§ **Short task**: Repeat the records below exactly.

§ **Exercise input**:
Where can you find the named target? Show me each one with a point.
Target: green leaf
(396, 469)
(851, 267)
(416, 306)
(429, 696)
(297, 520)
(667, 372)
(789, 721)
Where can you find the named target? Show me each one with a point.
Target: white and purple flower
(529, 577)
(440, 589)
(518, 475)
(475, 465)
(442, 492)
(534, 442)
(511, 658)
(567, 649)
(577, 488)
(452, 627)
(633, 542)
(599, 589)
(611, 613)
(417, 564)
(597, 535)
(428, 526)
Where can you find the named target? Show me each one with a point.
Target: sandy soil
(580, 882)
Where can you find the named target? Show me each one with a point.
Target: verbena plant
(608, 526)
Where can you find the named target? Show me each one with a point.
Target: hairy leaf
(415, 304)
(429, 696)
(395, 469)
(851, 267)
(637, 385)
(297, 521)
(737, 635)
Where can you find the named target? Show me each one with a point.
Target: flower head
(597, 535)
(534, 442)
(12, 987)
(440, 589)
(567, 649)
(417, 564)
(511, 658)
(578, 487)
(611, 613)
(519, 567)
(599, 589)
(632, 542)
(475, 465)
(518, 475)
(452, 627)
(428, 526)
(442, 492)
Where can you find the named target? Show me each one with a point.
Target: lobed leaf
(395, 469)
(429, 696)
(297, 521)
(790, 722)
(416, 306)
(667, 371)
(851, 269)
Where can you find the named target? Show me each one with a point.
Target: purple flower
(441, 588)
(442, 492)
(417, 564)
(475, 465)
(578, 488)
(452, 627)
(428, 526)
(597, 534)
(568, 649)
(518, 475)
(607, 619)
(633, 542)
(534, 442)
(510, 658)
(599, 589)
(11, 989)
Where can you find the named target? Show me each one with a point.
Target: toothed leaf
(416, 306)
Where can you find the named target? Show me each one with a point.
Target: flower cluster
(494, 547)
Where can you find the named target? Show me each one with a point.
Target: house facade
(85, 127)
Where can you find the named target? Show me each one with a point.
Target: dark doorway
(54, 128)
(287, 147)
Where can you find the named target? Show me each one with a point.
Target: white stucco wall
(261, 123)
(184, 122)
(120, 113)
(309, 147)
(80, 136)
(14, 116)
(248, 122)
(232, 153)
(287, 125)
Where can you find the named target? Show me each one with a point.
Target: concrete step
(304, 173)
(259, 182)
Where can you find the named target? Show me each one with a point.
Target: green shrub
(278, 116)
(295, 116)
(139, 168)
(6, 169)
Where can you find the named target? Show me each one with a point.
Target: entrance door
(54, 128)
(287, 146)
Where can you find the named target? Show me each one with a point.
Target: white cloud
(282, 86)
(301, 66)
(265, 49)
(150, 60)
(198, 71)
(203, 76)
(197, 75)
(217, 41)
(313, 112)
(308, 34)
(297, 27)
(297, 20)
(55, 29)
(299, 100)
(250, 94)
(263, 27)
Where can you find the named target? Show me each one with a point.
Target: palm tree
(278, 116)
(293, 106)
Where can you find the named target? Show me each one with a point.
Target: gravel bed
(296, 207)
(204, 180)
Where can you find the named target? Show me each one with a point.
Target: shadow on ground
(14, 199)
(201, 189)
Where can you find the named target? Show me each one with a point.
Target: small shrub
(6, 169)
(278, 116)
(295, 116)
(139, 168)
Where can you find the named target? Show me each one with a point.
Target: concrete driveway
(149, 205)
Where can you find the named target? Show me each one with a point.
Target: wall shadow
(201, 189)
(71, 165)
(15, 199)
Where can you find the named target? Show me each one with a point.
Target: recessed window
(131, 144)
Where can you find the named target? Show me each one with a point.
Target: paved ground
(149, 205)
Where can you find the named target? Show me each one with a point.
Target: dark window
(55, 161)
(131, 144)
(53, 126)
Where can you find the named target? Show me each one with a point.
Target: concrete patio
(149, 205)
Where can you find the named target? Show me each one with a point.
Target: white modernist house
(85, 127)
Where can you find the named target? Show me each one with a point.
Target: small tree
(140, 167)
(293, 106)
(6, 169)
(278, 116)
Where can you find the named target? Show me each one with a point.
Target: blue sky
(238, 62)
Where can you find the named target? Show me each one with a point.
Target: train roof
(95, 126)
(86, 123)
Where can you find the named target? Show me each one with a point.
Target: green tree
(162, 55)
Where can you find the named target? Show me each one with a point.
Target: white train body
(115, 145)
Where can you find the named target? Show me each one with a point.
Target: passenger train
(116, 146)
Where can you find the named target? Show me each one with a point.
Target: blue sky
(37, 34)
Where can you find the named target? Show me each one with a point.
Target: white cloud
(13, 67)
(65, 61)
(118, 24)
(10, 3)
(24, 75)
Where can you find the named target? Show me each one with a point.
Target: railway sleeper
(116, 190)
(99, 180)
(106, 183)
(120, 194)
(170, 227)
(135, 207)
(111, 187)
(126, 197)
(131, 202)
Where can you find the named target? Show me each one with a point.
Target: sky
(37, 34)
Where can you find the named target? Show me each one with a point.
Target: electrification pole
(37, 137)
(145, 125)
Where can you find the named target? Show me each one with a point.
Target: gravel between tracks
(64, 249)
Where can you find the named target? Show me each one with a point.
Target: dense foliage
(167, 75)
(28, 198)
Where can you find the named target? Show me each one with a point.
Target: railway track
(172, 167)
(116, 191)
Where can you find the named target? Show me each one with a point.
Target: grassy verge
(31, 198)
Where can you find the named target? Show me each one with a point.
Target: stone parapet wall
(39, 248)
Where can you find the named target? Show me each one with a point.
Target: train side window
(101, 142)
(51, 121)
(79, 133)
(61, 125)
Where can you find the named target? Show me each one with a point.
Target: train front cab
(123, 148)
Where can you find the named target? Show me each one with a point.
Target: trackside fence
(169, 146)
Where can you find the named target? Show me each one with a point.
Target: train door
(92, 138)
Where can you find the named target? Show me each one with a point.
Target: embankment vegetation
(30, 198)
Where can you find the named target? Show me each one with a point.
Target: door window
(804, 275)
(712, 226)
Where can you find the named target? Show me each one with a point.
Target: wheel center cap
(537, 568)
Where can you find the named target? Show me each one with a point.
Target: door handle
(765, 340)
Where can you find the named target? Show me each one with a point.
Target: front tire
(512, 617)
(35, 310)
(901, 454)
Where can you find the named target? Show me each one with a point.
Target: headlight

§ **Worked answer**:
Where can you find the named target? Show me each one with a point.
Target: green leaf
(396, 469)
(851, 267)
(416, 306)
(429, 696)
(297, 520)
(667, 372)
(789, 721)
Where can you find the named target? Show me each one with a point.
Target: white and purple flower
(529, 577)
(440, 589)
(518, 475)
(475, 465)
(442, 492)
(534, 442)
(511, 658)
(567, 649)
(577, 488)
(452, 627)
(633, 542)
(599, 589)
(611, 613)
(417, 564)
(597, 535)
(428, 526)
Where can you find the named target? Show me each one with a point.
Target: sandy soil
(580, 882)
Where can you find the named target? Show me each one with a point.
Target: verbena plant
(608, 526)
Where can you find the named target? Show me each one with a point.
Target: hairy leaf
(415, 304)
(429, 696)
(395, 469)
(851, 267)
(637, 385)
(297, 521)
(737, 635)
Where can you find the named target? Show me each one with a point.
Target: flower head
(597, 535)
(534, 442)
(12, 987)
(440, 589)
(567, 649)
(417, 564)
(511, 658)
(578, 487)
(611, 613)
(519, 567)
(599, 589)
(632, 542)
(475, 465)
(518, 475)
(452, 627)
(428, 526)
(442, 492)
Where can you find the named target? Show me each one with a point.
Target: lobed leaf
(395, 469)
(429, 696)
(297, 521)
(790, 722)
(416, 306)
(667, 371)
(851, 269)
Where can you find the named target? Show me each one with a point.
Target: purple flower
(441, 588)
(442, 492)
(417, 564)
(475, 465)
(578, 488)
(452, 627)
(428, 526)
(597, 534)
(568, 649)
(518, 475)
(607, 619)
(633, 542)
(534, 442)
(510, 658)
(599, 589)
(11, 989)
Where can you find the named target? Show me each one with a point.
Target: toothed leaf
(416, 306)
Where can you find the named target? Show me each one with a point.
Target: flower cluster
(494, 547)
Where can you find the named target? Show me each one with a point.
Target: house facade
(85, 127)
Where can you find the named target? Show me each one with a point.
Target: dark doorway
(54, 128)
(287, 147)
Where can you find the named target? Show me each one with a point.
Target: white stucco wall
(261, 123)
(184, 122)
(120, 113)
(309, 147)
(80, 136)
(14, 116)
(248, 122)
(232, 153)
(287, 125)
Where can you find the named target? Show me each one with a point.
Target: concrete step
(304, 173)
(259, 182)
Where can you find the named target? Show me each one with a point.
Target: green shrub
(278, 116)
(295, 116)
(139, 168)
(6, 169)
Where can you find the named target? Show me each one with a point.
Target: entrance door
(54, 128)
(287, 146)
Where can you find the named target? Show me each one with a point.
Target: white cloud
(282, 86)
(301, 66)
(265, 49)
(150, 60)
(198, 71)
(203, 76)
(197, 75)
(217, 41)
(313, 112)
(308, 34)
(297, 27)
(297, 20)
(55, 29)
(299, 100)
(250, 94)
(263, 27)
Where can you find the named target? Show me each one with a point.
Target: palm tree
(278, 116)
(293, 106)
Where can you find the named target? Show me each one with a point.
Target: gravel bed
(296, 207)
(204, 180)
Where can you find the named target? Show me each one with a point.
Target: shadow on ground
(14, 199)
(201, 189)
Where can you find the named target? Show me each one with a point.
Target: small shrub
(6, 169)
(278, 116)
(295, 116)
(139, 168)
Where can you find the named target? Show me each one with a point.
Target: concrete driveway
(149, 205)
Where can you find the named target? Show me each one with a point.
Target: wall shadow
(201, 189)
(71, 165)
(15, 199)
Where can you find the named target? Show me each one with a point.
Target: recessed window
(131, 144)
Where can you find the named target? Show me each one with a point.
Target: paved ground
(149, 205)
Where can you find the named target? Show me each one with a point.
Target: dark window
(55, 161)
(131, 144)
(53, 126)
Where can you find the named target? Show me each one with a point.
Target: concrete patio
(149, 205)
Where can you find the named target? Show me each one with a point.
Target: white modernist house
(85, 127)
Where can you find the named target? Show me each one with a point.
Target: small tree
(140, 167)
(293, 106)
(6, 169)
(278, 116)
Where can you find the named target? Show me each one with a point.
Target: blue sky
(238, 62)
Where can you find the named target? Show me each one with a point.
Target: train roof
(95, 126)
(86, 123)
Where can you find the named target? Show me each one with a point.
Target: green tree
(162, 55)
Where can you find the named target? Show me each one with a point.
Target: white train body
(115, 145)
Where can you find the named target? Show me each one with a point.
Target: passenger train
(116, 146)
Where can you find the named target? Show me each one with a point.
Target: blue sky
(37, 34)
Where can you find the named target? Show me each one with a point.
Target: white cloud
(13, 67)
(65, 61)
(118, 24)
(10, 3)
(24, 75)
Where can you find the named target? Show me each one with a point.
Target: railway sleeper
(116, 190)
(99, 180)
(106, 183)
(120, 194)
(170, 227)
(135, 207)
(111, 187)
(126, 197)
(131, 202)
Where can you find the named target? Show me each one with a point.
Target: sky
(37, 34)
Where can you find the named target? Show me each one with a point.
Target: electrification pole
(37, 137)
(145, 125)
Where can you find the named target? Show me each one with a point.
Target: gravel between tracks
(64, 249)
Where can you find the named target? Show me each one with a point.
Target: dense foliage
(167, 75)
(28, 198)
Where can you find the named target? Show me each one with a point.
Target: railway track
(172, 167)
(116, 191)
Where can you find the named target? Show me each one with a point.
Target: grassy verge
(31, 198)
Where can you find the named target? Show me each one with a point.
Target: stone parapet wall
(39, 248)
Where can you find the named target? Show me each one with a point.
Target: train side window
(101, 142)
(51, 121)
(79, 133)
(61, 125)
Where can you find the named target? Show me each one with a point.
Target: train front cab
(123, 148)
Where can you find the named target? Show me each one with a point.
Target: trackside fence
(169, 146)
Where can you find the named target? Show me each one with a point.
Target: train door
(92, 138)
Where can you find the named target? Show me each one with a point.
Target: embankment vegetation
(30, 198)
Where can you find the named target? Show me each one with a point.
Target: door window
(804, 275)
(712, 226)
Where can you find the named target? Show me each one with a point.
Target: wheel center cap
(537, 568)
Where can you find the named target? Show me each one with a point.
Target: door handle
(765, 340)
Where can you find the named target? Show me each one with a point.
Target: front tire
(512, 617)
(35, 310)
(901, 454)
Where can you find the named target? Show me each one with a point.
Target: headlight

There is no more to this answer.